DATA SHOWN: Begin

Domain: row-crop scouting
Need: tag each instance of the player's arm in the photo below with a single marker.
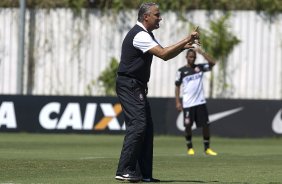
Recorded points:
(207, 57)
(177, 98)
(169, 52)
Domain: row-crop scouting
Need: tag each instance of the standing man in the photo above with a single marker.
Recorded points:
(138, 48)
(193, 104)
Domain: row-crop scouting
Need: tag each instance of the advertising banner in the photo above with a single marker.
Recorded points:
(73, 114)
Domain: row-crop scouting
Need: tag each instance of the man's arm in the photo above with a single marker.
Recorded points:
(173, 50)
(177, 98)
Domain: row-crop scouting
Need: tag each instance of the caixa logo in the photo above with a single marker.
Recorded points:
(71, 117)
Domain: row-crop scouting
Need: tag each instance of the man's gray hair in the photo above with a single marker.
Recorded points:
(145, 9)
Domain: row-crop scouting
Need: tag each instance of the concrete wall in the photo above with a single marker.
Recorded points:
(70, 51)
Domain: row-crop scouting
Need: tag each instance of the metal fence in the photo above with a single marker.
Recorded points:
(65, 53)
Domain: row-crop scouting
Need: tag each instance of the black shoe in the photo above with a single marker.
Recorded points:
(128, 177)
(153, 180)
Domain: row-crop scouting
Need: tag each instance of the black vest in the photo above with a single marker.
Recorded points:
(134, 63)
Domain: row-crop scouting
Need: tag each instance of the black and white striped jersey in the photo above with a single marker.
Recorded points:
(191, 81)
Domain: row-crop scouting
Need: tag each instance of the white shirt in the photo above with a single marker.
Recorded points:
(143, 40)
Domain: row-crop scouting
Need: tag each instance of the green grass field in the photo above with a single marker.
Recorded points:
(83, 159)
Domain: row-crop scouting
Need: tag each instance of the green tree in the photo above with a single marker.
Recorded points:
(219, 42)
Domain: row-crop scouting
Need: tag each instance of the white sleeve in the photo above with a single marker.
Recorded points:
(144, 42)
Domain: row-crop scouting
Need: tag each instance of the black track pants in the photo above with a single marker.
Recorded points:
(137, 152)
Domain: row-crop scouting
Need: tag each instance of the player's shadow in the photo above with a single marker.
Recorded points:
(187, 181)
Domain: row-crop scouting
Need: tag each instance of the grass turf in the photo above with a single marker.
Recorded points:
(75, 158)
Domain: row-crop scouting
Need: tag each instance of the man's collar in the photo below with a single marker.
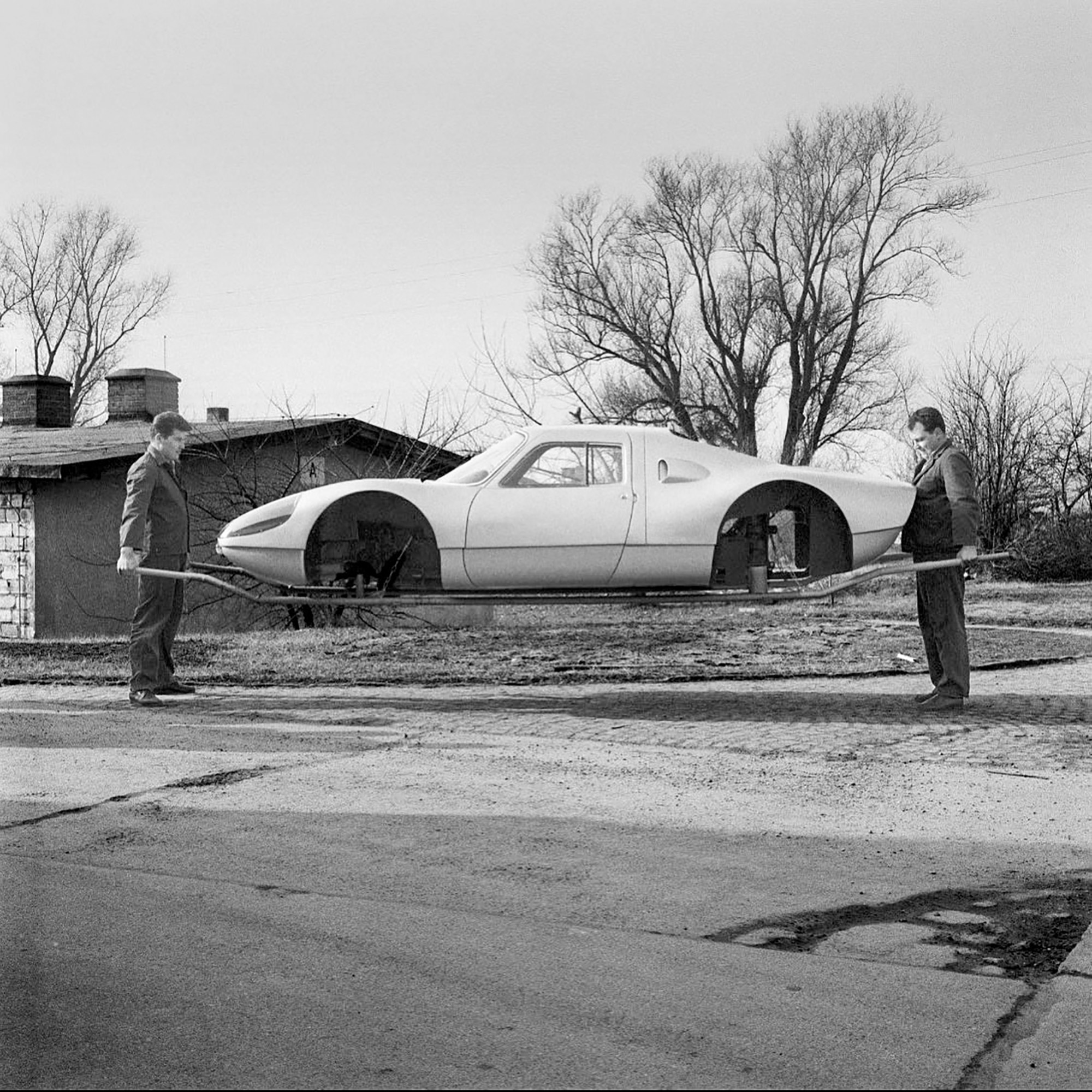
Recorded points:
(159, 456)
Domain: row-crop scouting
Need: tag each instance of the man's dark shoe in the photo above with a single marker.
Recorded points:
(176, 687)
(146, 698)
(942, 704)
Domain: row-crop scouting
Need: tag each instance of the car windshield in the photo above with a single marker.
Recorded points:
(483, 465)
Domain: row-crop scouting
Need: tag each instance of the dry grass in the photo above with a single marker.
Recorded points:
(863, 633)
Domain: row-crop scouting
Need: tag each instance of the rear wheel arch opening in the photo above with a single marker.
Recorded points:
(794, 529)
(373, 539)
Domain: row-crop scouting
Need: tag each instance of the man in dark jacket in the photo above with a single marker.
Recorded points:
(156, 535)
(943, 525)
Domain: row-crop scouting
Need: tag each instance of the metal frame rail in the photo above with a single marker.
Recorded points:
(791, 592)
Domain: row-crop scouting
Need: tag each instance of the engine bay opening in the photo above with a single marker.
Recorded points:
(789, 530)
(373, 541)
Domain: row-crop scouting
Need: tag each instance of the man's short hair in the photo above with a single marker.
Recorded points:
(929, 418)
(169, 423)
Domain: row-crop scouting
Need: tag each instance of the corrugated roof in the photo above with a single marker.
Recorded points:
(42, 453)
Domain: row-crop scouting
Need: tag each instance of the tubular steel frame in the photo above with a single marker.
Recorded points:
(339, 597)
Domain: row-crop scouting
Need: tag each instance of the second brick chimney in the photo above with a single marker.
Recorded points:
(140, 394)
(38, 401)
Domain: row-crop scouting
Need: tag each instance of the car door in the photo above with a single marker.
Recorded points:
(559, 519)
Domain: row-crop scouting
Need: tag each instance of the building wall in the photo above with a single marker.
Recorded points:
(18, 536)
(76, 590)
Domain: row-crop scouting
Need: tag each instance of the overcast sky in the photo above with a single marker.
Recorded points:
(346, 193)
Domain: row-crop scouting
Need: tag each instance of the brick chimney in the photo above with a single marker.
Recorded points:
(140, 394)
(38, 401)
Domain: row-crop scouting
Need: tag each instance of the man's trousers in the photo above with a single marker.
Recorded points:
(944, 630)
(156, 623)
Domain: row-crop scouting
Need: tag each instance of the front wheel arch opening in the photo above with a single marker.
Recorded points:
(373, 540)
(796, 530)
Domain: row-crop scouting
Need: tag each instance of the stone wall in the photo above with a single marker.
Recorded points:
(17, 559)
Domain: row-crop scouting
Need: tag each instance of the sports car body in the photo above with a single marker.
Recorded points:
(575, 507)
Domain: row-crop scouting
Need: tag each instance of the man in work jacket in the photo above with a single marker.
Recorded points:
(156, 535)
(943, 525)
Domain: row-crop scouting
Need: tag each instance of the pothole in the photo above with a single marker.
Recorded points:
(1015, 933)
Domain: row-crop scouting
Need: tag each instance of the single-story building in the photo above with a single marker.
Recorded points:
(63, 490)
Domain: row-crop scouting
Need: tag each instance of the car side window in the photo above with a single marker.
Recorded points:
(567, 466)
(604, 464)
(561, 466)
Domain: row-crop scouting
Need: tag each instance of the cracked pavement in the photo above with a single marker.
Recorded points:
(511, 887)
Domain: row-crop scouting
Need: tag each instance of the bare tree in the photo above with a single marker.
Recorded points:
(1069, 440)
(1003, 426)
(734, 288)
(70, 286)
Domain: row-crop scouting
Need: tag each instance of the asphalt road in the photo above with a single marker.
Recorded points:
(515, 888)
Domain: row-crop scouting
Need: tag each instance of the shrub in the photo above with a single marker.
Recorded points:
(1053, 552)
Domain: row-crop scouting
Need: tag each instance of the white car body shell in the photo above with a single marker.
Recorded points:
(657, 528)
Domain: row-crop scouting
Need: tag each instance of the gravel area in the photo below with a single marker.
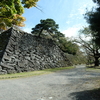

DATA SHOWN: End

» **WHAT YOU NEED TO DO**:
None of the pictures should be copied, but every record above must be restated in full.

» **COMPLETED TASK**:
Domain: row-crop scouting
Need: tag each instance of the player's arm in the photo below with a single marker.
Recorded points:
(207, 57)
(177, 98)
(169, 52)
Domain: row-crop scouting
Need: tag each instance of the standing man in the photo above with a single marker.
Recorded points:
(138, 48)
(193, 104)
Domain: row-crop scouting
Need: tag each instance of the advertising banner in the photo above with a single marker.
Recorded points:
(73, 114)
Domain: row-crop scouting
Need: tag each instance of the man's arm in the photo above with a single marker.
Recorded points:
(173, 50)
(177, 98)
Domain: row-crop scouting
Need: tag each instance of the caixa logo in the photo above with a single marker.
Recorded points:
(71, 117)
Domain: row-crop scouting
Need: tag each instance of the man's gray hair in the photo above with a single marker.
Recorded points:
(145, 9)
Domain: row-crop scouting
Need: tag each instance of the concrete wall in the photo above with a single marker.
Recorded points:
(70, 51)
Domain: row-crop scouting
Need: tag each instance of the metal fence in the photo above with a single marker.
Recorded points:
(65, 53)
Domain: row-crop scouting
Need: tag each instance of the black shoe in the photo above with a single marker.
Recorded points:
(128, 177)
(153, 180)
Domain: row-crop scouting
Need: tag each instance of the black vest in the photo above with a single marker.
Recorded points:
(134, 63)
Domain: row-crop scouting
Need: tag each instance of the black and white striped jersey in the photo above with a single marker.
Recorded points:
(191, 81)
Domain: row-crop scouting
Need: tag each instance of the white shirt in the photo above with a single marker.
Recorded points:
(143, 40)
Domain: row-crop scouting
Need: tag each instance of the green grass field in the photo above with a single marker.
Recorded points:
(83, 159)
Domain: row-crop scouting
Need: tag each instance of the green tree in the photo above with a single marker.
Recorded points:
(219, 42)
Domain: row-crop scouting
Need: tag each instance of the white sleeve in the photo above with a single marker.
Recorded points:
(144, 42)
Domain: row-crop scouting
Need: tag each instance of the black track pants in the photo above with a single marker.
Recorded points:
(137, 152)
Domain: row-crop scouting
Need: tag each instance of the player's shadow in the photo above with a single marker.
Recorded points:
(187, 181)
Domain: row-crop scouting
Need: tag each instance of the grass turf in the photo above with a single marker.
Recorded points:
(75, 158)
Domain: row-crop scouting
Need: tag each instance of the man's collar in the photo below with a single marker.
Recorded points:
(159, 456)
Domain: row-crop scouting
Need: tag each instance of the man's dark shoe in the photo above with a single marker.
Recorded points:
(176, 687)
(146, 698)
(942, 704)
Domain: row-crop scouting
Need: tag each instance of the car windshield in the photo above with a single marker.
Recorded points:
(483, 465)
Domain: row-crop scouting
Need: tag each instance of the dry grass in the photo above with a single marker.
Recorded points:
(863, 633)
Domain: row-crop scouting
Need: tag each instance of the rear wheel arch opening in the photo above with a single marker.
Recorded points:
(794, 529)
(373, 539)
Domain: row-crop scouting
Need: tag each instance of the man in dark jacket in the photo above with a single marker.
Recorded points:
(156, 535)
(943, 525)
Domain: row-crop scouting
Need: tag each instance of the metal frame rail in the photo above with a single marker.
Recorded points:
(791, 592)
Domain: row-crop scouting
Need: tag each instance of the engine bay opening in the photo above with a single marker.
Recorded points:
(789, 530)
(373, 541)
Domain: row-crop scouting
Need: tag each instance of the man's short hair in the photo above with a single marker.
Recorded points:
(929, 418)
(169, 423)
Domain: row-crop scouting
Need: tag each instance of the corrugated roof in the photo above with a single marker.
Recorded points:
(42, 453)
Domain: row-crop scouting
Need: tag each instance of the tubular steel frame in the photo above with a single marker.
Recorded points:
(339, 597)
Domain: row-crop scouting
Need: tag each instance of the second brick chimney in the photo above with a single marker.
Recorded points:
(140, 394)
(38, 401)
Domain: row-crop scouting
Need: tag each instance of the car door in the photo above with a single marker.
Recorded points:
(559, 519)
Domain: row-crop scouting
Need: tag each instance of the building wall in the photo above with a single marker.
Recorded points:
(18, 536)
(76, 590)
Domain: row-crop scouting
Need: tag each instance of the overcast sky in the photo above with a single marker.
Recorded points:
(346, 193)
Domain: row-crop scouting
Need: tag each instance of the brick chimney in the photo above with a single marker.
Recorded points:
(140, 394)
(38, 401)
Domain: row-crop scouting
Need: tag each instance of the man's trousers in the photo above with a single marker.
Recorded points:
(944, 630)
(156, 623)
Domain: row-crop scouting
Need: tag each instance of the front wheel arch opening in the photo above with a single marker.
Recorded points:
(373, 540)
(796, 530)
Domain: row-crop scouting
Need: tag each instance of the stone wall in the photo above with a single marker.
Recorded points:
(17, 559)
Domain: row-crop scouting
Need: tag each instance of the sports car body in the photo above with a single marker.
Recorded points:
(575, 507)
Domain: row-crop scouting
Need: tag each instance of the man in work jacket in the photo above with a single marker.
Recorded points:
(156, 535)
(943, 525)
Domain: row-crop scouting
Need: tag each instance of the pothole in the photo above with a single marker.
Recorded points:
(1015, 933)
Domain: row-crop scouting
Need: tag each instance of the single-story building in the photo above with a single marker.
Recorded points:
(63, 490)
Domain: row-crop scouting
Need: tag each instance of the car side window in the photo above with a single marker.
Recorded points:
(567, 466)
(604, 464)
(561, 466)
Domain: row-crop scouting
Need: tag each instance of the cracked pavement in the photo above with a single marker.
Recorded points:
(511, 887)
Domain: row-crop scouting
Need: tag each instance of the bare tree in the photo above with a single marker.
Recorded points:
(1069, 440)
(1003, 426)
(734, 288)
(70, 286)
Domain: row-crop scouting
Need: tag each instance of the asphalt road in the photo above with a single marker.
Recorded points:
(515, 888)
Domain: row-crop scouting
Need: tag each instance of the shrub in the photo above with a single marker.
Recorded points:
(1053, 552)
Domain: row-crop scouting
Need: tag each instance of the white car body shell in the photo above with a single marker.
Recorded points:
(657, 528)
Domain: row-crop scouting
Need: tag each instance of the gravel area in the photo below with a single marker.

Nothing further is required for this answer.